──────── Data shown
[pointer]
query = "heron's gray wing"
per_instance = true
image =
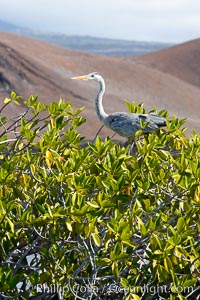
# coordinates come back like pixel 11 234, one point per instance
pixel 153 122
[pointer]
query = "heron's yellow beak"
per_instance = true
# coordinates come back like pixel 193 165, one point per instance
pixel 84 77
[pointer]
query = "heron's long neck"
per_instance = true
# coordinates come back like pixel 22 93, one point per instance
pixel 98 103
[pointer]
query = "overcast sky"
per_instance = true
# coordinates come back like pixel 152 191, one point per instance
pixel 150 20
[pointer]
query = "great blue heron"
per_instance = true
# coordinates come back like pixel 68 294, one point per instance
pixel 124 123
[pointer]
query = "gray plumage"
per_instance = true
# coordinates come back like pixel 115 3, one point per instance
pixel 123 123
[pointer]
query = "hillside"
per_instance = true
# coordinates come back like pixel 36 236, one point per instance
pixel 33 67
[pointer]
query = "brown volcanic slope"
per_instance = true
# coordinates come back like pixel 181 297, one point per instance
pixel 33 67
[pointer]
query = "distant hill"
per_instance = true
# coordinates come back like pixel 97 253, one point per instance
pixel 110 47
pixel 9 27
pixel 29 66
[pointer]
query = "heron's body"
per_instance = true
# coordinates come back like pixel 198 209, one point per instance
pixel 125 124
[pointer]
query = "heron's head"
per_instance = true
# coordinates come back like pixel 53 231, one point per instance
pixel 91 76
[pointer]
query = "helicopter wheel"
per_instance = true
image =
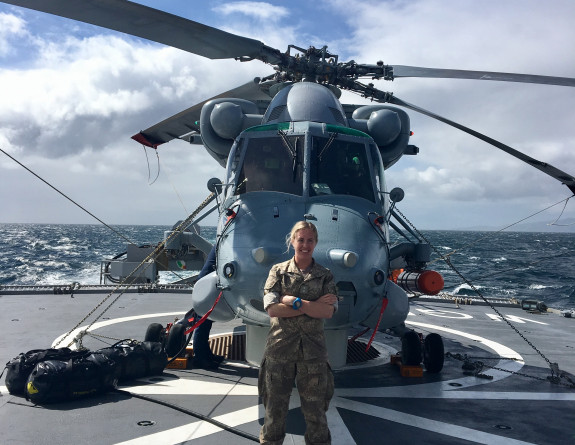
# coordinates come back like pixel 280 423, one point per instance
pixel 433 353
pixel 411 349
pixel 175 340
pixel 155 333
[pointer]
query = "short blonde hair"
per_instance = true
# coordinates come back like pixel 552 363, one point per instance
pixel 296 228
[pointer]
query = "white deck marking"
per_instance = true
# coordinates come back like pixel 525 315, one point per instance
pixel 196 430
pixel 427 424
pixel 509 360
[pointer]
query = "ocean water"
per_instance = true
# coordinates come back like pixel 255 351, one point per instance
pixel 523 265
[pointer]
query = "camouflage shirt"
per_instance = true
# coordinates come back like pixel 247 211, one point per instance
pixel 288 335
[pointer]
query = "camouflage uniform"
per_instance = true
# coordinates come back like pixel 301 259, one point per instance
pixel 296 351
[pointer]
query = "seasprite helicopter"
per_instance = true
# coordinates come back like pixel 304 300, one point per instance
pixel 292 151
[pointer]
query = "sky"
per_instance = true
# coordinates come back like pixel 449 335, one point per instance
pixel 72 95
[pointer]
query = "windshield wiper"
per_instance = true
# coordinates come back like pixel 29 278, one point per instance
pixel 292 151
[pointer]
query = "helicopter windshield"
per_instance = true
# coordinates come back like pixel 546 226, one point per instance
pixel 340 168
pixel 272 164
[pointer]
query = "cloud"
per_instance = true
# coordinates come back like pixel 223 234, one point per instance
pixel 262 11
pixel 11 27
pixel 72 96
────────────────
Substitute "egret's" for every instance of "heron's" in the rows above and reproduce all of them with nothing else altered. Omit the pictures from your reproduction.

[pointer]
query = "egret's gray wing"
per_instance = true
image =
# coordinates come back like pixel 11 234, one point per instance
pixel 153 122
[pointer]
query = "egret's yellow beak"
per_instance = true
# coordinates come back like pixel 193 165, one point per instance
pixel 84 77
[pointer]
query = "egret's long neck"
per_instance = true
# coordinates come back like pixel 22 93, one point per instance
pixel 98 103
[pointer]
query = "overcast sky"
per_instance = true
# coordinates come back like pixel 152 191, one point per instance
pixel 150 20
[pointer]
query = "great blue heron"
per_instance = true
# coordinates come back like pixel 68 294, one point per instance
pixel 124 123
[pointer]
query = "gray plumage"
per_instance = true
# coordinates come back like pixel 115 3, one point per instance
pixel 123 123
[pointer]
query = "hillside"
per_instance = true
# coordinates come back like pixel 36 236, one point per instance
pixel 33 67
[pointer]
query = "brown volcanic slope"
per_instance = true
# coordinates come back like pixel 181 297, one point per instance
pixel 33 67
[pointer]
query = "distant hill"
per_instance = true
# coordinates come back like pixel 97 253, one point per instance
pixel 110 47
pixel 9 27
pixel 29 66
[pointer]
query = "egret's body"
per_instance = true
# coordinates come back like pixel 198 209, one point per instance
pixel 125 124
[pointer]
query = "egret's head"
per_instance = true
# coordinates come back like pixel 53 231, one point per instance
pixel 91 76
[pointer]
query = "helicopter wheel"
per_instance = true
image =
# coordinates come back like pixel 280 423, one point per instance
pixel 433 353
pixel 411 349
pixel 175 340
pixel 155 333
[pointer]
query = "short blonde hair"
per_instance = true
# coordinates come back like pixel 552 363, one point per instance
pixel 296 228
[pointer]
query = "white deck marking"
per_instance = true
# coordinates come back like pixel 525 315, one point per instance
pixel 196 430
pixel 427 424
pixel 509 360
[pointer]
query = "ocean water"
per_instance = true
# coordinates come back like pixel 255 351, one point per instance
pixel 523 265
[pointer]
query = "camouflage shirt"
per_instance = true
# coordinates come back like pixel 247 211, one point per instance
pixel 288 335
[pointer]
query = "camouflage uniform"
per_instance = true
# coordinates come back like pixel 301 259, one point per instance
pixel 296 351
[pointer]
query = "seasprite helicopter"
per_instance = true
# coordinates come back like pixel 304 300, one point per instance
pixel 292 151
[pointer]
query = "sky"
per_instance = true
# coordinates come back like pixel 449 335, one point per instance
pixel 72 95
[pointer]
query = "windshield wiper"
per_instance = true
# coordinates come back like pixel 29 278, one point per instance
pixel 292 151
[pointer]
query = "helicopter windshield"
per_instance = true
# coordinates come back like pixel 546 226, one point per instance
pixel 340 168
pixel 272 164
[pointer]
query = "cloud"
per_instance = true
# coordinates come back like pixel 223 234, one point per instance
pixel 262 11
pixel 11 27
pixel 72 96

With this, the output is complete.